>> begin DATA SHOWN

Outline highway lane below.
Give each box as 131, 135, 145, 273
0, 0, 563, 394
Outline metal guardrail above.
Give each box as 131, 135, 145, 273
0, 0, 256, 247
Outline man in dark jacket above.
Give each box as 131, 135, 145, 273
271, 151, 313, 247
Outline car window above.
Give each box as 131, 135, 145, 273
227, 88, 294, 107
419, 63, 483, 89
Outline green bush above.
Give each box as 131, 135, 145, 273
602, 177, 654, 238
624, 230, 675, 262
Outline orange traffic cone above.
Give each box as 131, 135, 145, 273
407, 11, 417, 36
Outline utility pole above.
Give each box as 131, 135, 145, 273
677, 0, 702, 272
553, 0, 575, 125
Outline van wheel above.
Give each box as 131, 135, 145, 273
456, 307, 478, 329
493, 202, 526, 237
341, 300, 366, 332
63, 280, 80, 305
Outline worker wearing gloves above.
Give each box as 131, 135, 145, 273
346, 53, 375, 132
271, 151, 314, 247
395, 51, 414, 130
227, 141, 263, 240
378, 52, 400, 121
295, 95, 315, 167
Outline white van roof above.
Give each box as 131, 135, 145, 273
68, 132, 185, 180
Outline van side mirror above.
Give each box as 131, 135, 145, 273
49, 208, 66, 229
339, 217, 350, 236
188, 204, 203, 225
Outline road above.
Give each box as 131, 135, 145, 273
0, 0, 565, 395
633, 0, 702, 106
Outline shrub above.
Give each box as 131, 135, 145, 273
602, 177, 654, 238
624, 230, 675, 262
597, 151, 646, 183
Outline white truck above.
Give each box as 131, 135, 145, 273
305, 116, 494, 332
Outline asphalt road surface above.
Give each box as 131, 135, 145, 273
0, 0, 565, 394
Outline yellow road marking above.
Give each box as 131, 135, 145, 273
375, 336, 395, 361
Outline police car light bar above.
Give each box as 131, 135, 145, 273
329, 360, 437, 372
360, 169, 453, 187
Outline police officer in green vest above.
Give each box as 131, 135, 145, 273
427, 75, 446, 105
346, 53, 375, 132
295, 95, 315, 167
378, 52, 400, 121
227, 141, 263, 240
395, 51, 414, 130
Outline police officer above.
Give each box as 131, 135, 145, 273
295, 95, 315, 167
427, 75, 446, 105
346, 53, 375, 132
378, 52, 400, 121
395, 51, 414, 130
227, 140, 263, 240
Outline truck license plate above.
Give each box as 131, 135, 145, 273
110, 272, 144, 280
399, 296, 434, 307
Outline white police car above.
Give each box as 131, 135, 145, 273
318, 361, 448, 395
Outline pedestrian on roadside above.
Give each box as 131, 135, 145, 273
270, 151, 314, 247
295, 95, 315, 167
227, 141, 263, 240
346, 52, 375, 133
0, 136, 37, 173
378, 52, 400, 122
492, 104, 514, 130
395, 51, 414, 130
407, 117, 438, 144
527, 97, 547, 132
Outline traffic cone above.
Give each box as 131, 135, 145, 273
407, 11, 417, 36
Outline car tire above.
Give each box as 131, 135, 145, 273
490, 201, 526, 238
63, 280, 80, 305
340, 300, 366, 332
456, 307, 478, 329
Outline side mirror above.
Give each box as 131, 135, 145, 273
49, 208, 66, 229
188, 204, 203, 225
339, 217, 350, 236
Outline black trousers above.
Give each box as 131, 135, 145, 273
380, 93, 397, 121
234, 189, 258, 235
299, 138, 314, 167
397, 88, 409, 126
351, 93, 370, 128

>> end DATA SHOWN

_GOAL_:
Arrange every line of the items above as a Markdown table with two columns, Row and Line. Number each line, and leave out blank lines.

_ANSWER TO THE TASK_:
| Row | Line |
|---|---|
| 1 | Outline highway lane below. |
| 2 | Give each box as 131, 135, 145, 273 |
| 3 | 0, 0, 563, 394 |
| 4 | Outline metal guardrail above. |
| 5 | Give each box as 131, 135, 145, 273 |
| 6 | 0, 0, 256, 247 |
| 7 | Outline man in dark jacket above. |
| 8 | Give each box as 131, 135, 145, 273 |
| 9 | 271, 151, 313, 247 |
| 10 | Outline car window above. |
| 11 | Give each box as 131, 135, 145, 273 |
| 12 | 227, 88, 294, 107 |
| 13 | 419, 63, 483, 89 |
| 14 | Outline green bush above. |
| 15 | Give each box as 131, 135, 145, 273 |
| 16 | 602, 177, 654, 238 |
| 17 | 624, 230, 675, 262 |
| 18 | Outline orange traffic cone above. |
| 19 | Give each box as 131, 135, 145, 273 |
| 20 | 407, 11, 417, 36 |
| 21 | Outline utility pole above. |
| 22 | Give each box as 131, 135, 145, 273 |
| 23 | 677, 0, 702, 272 |
| 24 | 553, 0, 575, 125 |
| 25 | Outline van wheel above. |
| 26 | Give each box as 131, 135, 145, 273 |
| 27 | 456, 307, 478, 329 |
| 28 | 493, 202, 526, 237 |
| 29 | 341, 300, 366, 332 |
| 30 | 63, 280, 80, 305 |
| 31 | Outline worker wearing gloves above. |
| 32 | Give each box as 131, 135, 145, 273 |
| 33 | 346, 53, 375, 132 |
| 34 | 271, 151, 314, 247 |
| 35 | 395, 51, 414, 130 |
| 36 | 227, 141, 263, 240 |
| 37 | 378, 52, 400, 121 |
| 38 | 295, 95, 315, 167 |
| 39 | Outline white van roof above. |
| 40 | Give each box as 131, 135, 145, 273 |
| 41 | 68, 132, 185, 180 |
| 42 | Outline van side mirror above. |
| 43 | Give each box as 131, 135, 145, 273 |
| 44 | 49, 208, 66, 229 |
| 45 | 339, 217, 350, 236 |
| 46 | 188, 204, 203, 225 |
| 47 | Outline road above. |
| 48 | Give each box as 131, 135, 145, 273 |
| 49 | 0, 0, 565, 395 |
| 50 | 633, 0, 702, 106 |
| 51 | Outline shrub above. |
| 52 | Give each box as 131, 135, 145, 273 |
| 53 | 602, 177, 654, 238 |
| 54 | 624, 230, 675, 262 |
| 55 | 597, 151, 646, 183 |
| 56 | Outline white truck above. |
| 57 | Give each box as 131, 135, 145, 273 |
| 58 | 305, 116, 494, 332 |
| 59 | Outline asphalt road surface above. |
| 60 | Give each box as 131, 135, 145, 273 |
| 61 | 0, 0, 565, 394 |
| 62 | Outline yellow road marking above. |
| 63 | Give each box as 131, 135, 145, 273 |
| 64 | 375, 336, 395, 361 |
| 65 | Outline police car light bar above. |
| 66 | Give each box as 131, 135, 145, 273 |
| 67 | 329, 360, 437, 372 |
| 68 | 360, 169, 453, 187 |
| 69 | Outline police officer in green vest above. |
| 70 | Give each box as 131, 135, 145, 273 |
| 71 | 427, 75, 446, 105 |
| 72 | 346, 53, 375, 132 |
| 73 | 295, 95, 315, 167 |
| 74 | 378, 52, 400, 121 |
| 75 | 227, 141, 263, 240 |
| 76 | 395, 51, 414, 130 |
| 77 | Outline police officer above. |
| 78 | Give each box as 131, 135, 145, 273 |
| 79 | 295, 95, 315, 167 |
| 80 | 427, 75, 446, 105 |
| 81 | 346, 53, 375, 132 |
| 82 | 378, 52, 400, 121 |
| 83 | 395, 51, 414, 130 |
| 84 | 227, 140, 263, 240 |
| 85 | Outline truck license plate above. |
| 86 | Give each box as 131, 135, 145, 273 |
| 87 | 110, 272, 144, 280 |
| 88 | 399, 296, 434, 307 |
| 89 | Outline white police car above. |
| 90 | Give each box as 131, 135, 145, 273 |
| 91 | 318, 361, 448, 395 |
| 92 | Outline pedestrian on roadside above. |
| 93 | Give each box as 131, 135, 145, 273 |
| 94 | 270, 151, 314, 247 |
| 95 | 295, 95, 315, 167 |
| 96 | 227, 141, 263, 240 |
| 97 | 346, 52, 375, 133 |
| 98 | 0, 136, 37, 173 |
| 99 | 378, 52, 400, 122 |
| 100 | 492, 104, 514, 130 |
| 101 | 395, 51, 414, 130 |
| 102 | 407, 117, 438, 144 |
| 103 | 527, 97, 547, 132 |
| 104 | Outline traffic cone above. |
| 105 | Give each box as 131, 135, 145, 273 |
| 106 | 407, 11, 417, 36 |
| 107 | Outline car tire above. |
| 108 | Give each box as 131, 135, 145, 273 |
| 109 | 490, 201, 526, 238 |
| 110 | 63, 280, 80, 305 |
| 111 | 340, 300, 366, 332 |
| 112 | 456, 307, 478, 329 |
| 113 | Outline side mirror above. |
| 114 | Give each box as 131, 135, 145, 273 |
| 115 | 49, 208, 66, 229 |
| 116 | 188, 204, 203, 225 |
| 117 | 339, 217, 350, 236 |
| 118 | Outline black trousers above. |
| 119 | Give each box as 131, 135, 145, 273 |
| 120 | 380, 93, 397, 121 |
| 121 | 234, 189, 258, 235 |
| 122 | 299, 138, 314, 167 |
| 123 | 397, 88, 409, 126 |
| 124 | 351, 93, 370, 128 |